What you will do: Turn the lines into a numbered list, skipping blank lines, starting at the line containing "box wind turbine" and ending after the line containing "Format: array of".

Available records:
.....

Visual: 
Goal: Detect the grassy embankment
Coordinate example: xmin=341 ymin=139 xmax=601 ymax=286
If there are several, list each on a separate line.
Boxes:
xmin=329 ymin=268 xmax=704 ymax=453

.....

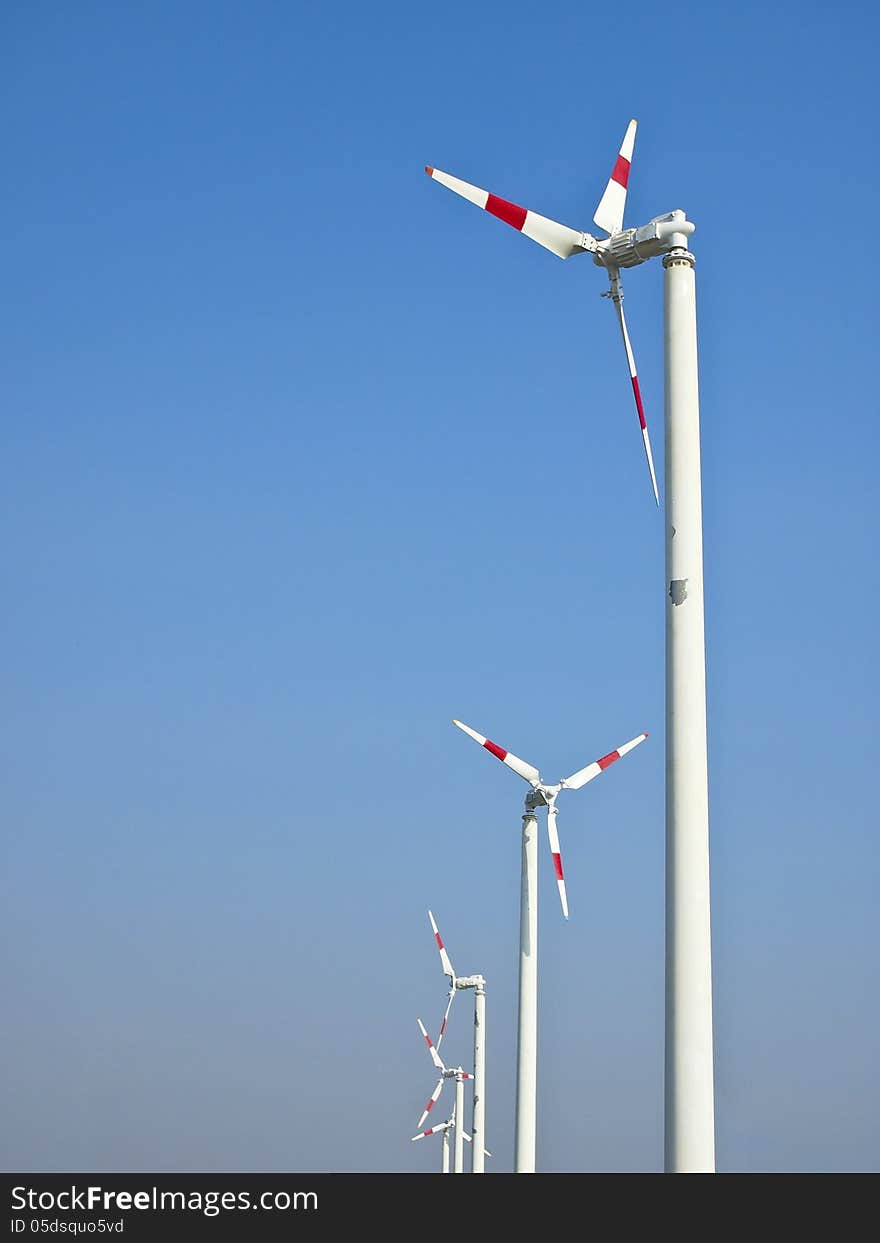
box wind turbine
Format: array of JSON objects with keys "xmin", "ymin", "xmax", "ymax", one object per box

.....

Correct result:
1. box wind turbine
2. Format: array of JSON objects with keys "xmin", "ymin", "xmax", "ymax", one object per box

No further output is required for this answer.